Santa Rosa, NM – afternoon

First of all, two apologies.

The first goes to everyone looking for an update when there wasn’t one here.  I made two abortive attempts to write one yesterday, but hated them.  We’ll talk more about this later.

Secondly, I’d like to publicly apologize to New Mexico for callously clumping it with Kansas, Oklahoma, and Texas as “those big useless square states” (although to be honest, Texas had some good points and Oklahoma wasn’t _too_ bad; I guess it’s really just Kansas I’m pissed off at).  New Mexico is one of the most beautiful places I’ve ever seen.

Now, I’d seen pictures of mesas and buttes in National Geographic and stuff; big old two page fold-out pictures of some natural wonder caliber butte.  Somehow I ended up with the idea that there’s, like, six of these things holed up in national parks throughout the southwest.  Not so.  Turns out they’re all over the place: you can’t swing a dead armadillo without hitting mesas and buttes (yes, I’m now acquainted with roadkill on the half shell).  And they’re just… really pretty.

See, this is why I keep throwing away updates.  I cannot communicate.  I have several fantastic things I want to tell you about (I watched a lightning storm for more than a hundred miles, I looked down into the “Blue Hole,” a natural spring so clear you can see the bottom, 81 feet below, I saw jagged sandstone rock faces with more reds, browns, and pinks than I knew existed, and I have an SVGA graphics adapter…), things that will stick with me forever, and what do I come up with for the update?  How do I express the awe and wonder, the feeling of being larger than life in the face of graphic evidence of just how insignificant I really am?

“Really pretty.”

A girlfriend or two ago, I was asked why I tended only to write songs just after I’d broken up with someone.  I answered that it was because the language of happiness and joy was so under-developed when compared to the language of misery and loathing.  I wondered at the time, and still do, if I really meant _the_ language or just _my_ language.

Whichever, looking over my updates, it appears little has gotten better.  I seem able to describe the things I hated so much more vividly than the things that changed me for the better.

● REQUIRED WORK
A - Name the states that the Santa Rosa travel entry says were grouped with New Mexico as "those big useless square states."
B - Reproduce the passage of the Santa Rosa travel entry starting at "Santa Rosa, NM" and ending at "I’ve ever seen.".
C - Write the next part of the Santa Rosa travel entry, picking up after its final sentence.
The data that follow were drawn from a separate source.

Location identification entries:

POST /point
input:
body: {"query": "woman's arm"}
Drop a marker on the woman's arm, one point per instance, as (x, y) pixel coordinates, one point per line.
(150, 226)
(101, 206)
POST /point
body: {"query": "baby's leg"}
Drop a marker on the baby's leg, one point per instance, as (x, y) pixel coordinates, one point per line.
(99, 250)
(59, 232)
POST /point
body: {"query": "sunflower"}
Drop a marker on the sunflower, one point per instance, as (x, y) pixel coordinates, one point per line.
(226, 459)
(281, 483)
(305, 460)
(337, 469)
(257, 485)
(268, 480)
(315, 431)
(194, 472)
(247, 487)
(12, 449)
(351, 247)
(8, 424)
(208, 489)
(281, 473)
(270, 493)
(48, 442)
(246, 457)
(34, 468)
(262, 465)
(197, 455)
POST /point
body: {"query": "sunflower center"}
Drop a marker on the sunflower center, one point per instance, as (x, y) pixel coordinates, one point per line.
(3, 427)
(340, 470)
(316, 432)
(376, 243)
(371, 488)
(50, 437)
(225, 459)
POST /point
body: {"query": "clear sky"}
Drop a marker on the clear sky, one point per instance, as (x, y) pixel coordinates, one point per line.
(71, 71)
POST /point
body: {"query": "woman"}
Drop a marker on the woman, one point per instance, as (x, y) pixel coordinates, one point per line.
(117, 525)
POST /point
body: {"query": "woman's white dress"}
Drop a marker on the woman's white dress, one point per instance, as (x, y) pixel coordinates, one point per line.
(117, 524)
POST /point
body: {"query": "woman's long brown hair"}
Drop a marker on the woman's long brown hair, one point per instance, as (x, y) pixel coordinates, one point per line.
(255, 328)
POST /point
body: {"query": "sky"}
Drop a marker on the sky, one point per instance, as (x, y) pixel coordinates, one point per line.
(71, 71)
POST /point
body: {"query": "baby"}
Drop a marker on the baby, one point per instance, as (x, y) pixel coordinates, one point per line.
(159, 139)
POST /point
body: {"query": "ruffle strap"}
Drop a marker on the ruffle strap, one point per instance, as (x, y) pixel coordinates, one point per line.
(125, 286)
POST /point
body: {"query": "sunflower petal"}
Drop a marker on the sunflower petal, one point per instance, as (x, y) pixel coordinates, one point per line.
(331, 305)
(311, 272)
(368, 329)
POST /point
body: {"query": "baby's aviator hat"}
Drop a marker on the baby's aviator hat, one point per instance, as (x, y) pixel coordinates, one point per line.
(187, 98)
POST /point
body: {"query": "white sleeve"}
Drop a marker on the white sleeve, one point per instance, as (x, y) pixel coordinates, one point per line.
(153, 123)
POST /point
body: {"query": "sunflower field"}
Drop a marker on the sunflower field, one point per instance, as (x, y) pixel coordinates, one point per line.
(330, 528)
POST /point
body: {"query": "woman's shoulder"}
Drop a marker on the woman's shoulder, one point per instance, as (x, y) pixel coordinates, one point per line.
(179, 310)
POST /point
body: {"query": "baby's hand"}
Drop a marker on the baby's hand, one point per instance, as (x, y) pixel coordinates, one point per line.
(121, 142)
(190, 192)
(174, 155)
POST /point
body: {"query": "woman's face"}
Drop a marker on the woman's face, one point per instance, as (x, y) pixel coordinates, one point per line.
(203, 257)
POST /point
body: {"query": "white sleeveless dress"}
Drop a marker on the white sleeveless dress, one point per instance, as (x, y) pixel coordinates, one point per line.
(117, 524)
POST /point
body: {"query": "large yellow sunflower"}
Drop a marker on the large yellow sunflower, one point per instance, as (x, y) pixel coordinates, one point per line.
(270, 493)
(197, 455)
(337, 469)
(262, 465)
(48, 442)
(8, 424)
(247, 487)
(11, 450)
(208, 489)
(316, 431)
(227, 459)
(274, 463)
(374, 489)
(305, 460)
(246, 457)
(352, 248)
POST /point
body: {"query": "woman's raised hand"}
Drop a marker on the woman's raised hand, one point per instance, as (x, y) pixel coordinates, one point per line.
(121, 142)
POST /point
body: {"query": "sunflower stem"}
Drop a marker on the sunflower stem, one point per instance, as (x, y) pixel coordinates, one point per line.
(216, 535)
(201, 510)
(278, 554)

● ANSWERS FOR THE TASKS
A - Kansas, Oklahoma, and Texas

B -
Santa Rosa, NM – afternoon

First of all, two apologies.

The first goes to everyone looking for an update when there wasn’t one here.  I made two abortive attempts to write one yesterday, but hated them.  We’ll talk more about this later.

Secondly, I’d like to publicly apologize to New Mexico for callously clumping it with Kansas, Oklahoma, and Texas as “those big useless square states” (although to be honest, Texas had some good points and Oklahoma wasn’t _too_ bad; I guess it’s really just Kansas I’m pissed off at).  New Mexico is one of the most beautiful places I’ve ever seen.

C -
For eample, the thunderstorm.  I first saw it shortly after I left Amarillo.  Now, this might sound strange, but I’d never seen a thunderstorm before.  Obviously, I’d been _in_ them, but you can’t see them from underneath, it’s like looking at the back of the Mona Lisa.  And even if you could, it’s all wet and noisy out there, so you’d just go indoors, anyway.  But this time, I saw the whole thing in the distance; thunderhead, lightning bolts, hazy, foggy sheets of rain.  It’s kinda flat out here, and I figured that it must have been ten or twenty miles away.

Turns out I was off by, oh, an order of magnitude. I drove for almost one hundred miles watching this storm take up more and more of the sky in front of me.  Lightning changed from tiny flashbulbs to incredible pillars than looked tangible enough to actually support the thunderhead.  And if you’ve never seen a thunderhead, I’m not going to be able to describe it.  A huge black anvil that goes all the way up to God.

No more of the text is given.